Please reproduce the listing below line for line, changing nothing.

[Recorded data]
--- BEGIN ---
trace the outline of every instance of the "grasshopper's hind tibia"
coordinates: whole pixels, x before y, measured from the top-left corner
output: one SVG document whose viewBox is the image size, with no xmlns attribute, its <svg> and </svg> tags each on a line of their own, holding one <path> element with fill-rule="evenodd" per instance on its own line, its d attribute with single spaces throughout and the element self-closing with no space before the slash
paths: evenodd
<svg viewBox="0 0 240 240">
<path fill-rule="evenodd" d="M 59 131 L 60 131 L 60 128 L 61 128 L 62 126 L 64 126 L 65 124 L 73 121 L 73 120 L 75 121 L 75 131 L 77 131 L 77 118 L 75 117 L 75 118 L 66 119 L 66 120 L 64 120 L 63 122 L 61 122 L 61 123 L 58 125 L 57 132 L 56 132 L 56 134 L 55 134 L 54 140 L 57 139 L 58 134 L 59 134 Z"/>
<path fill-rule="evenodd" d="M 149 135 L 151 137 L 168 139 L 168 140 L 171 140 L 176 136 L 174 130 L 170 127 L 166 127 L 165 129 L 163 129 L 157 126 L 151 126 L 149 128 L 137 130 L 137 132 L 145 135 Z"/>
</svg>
--- END ---
**Response to the exercise**
trace the outline of every instance of the "grasshopper's hind tibia"
coordinates: whole pixels, x before y, measured from the top-left corner
output: one SVG document whose viewBox is the image size, with no xmlns attribute, its <svg> and </svg> tags each on a line of their own, holding one <path> element with fill-rule="evenodd" per instance on its own line, its d attribute with single spaces throughout and the element self-closing with no space before the slash
paths: evenodd
<svg viewBox="0 0 240 240">
<path fill-rule="evenodd" d="M 59 131 L 60 131 L 60 128 L 61 128 L 62 126 L 64 126 L 65 124 L 73 121 L 73 120 L 75 121 L 75 131 L 77 131 L 77 118 L 75 117 L 75 118 L 66 119 L 66 120 L 64 120 L 63 122 L 61 122 L 61 123 L 58 125 L 57 132 L 56 132 L 56 134 L 55 134 L 54 140 L 57 139 L 58 134 L 59 134 Z"/>
<path fill-rule="evenodd" d="M 149 135 L 151 137 L 168 139 L 168 140 L 171 140 L 176 136 L 174 130 L 170 127 L 166 127 L 165 129 L 163 129 L 157 126 L 151 126 L 149 128 L 137 130 L 137 132 L 145 135 Z"/>
</svg>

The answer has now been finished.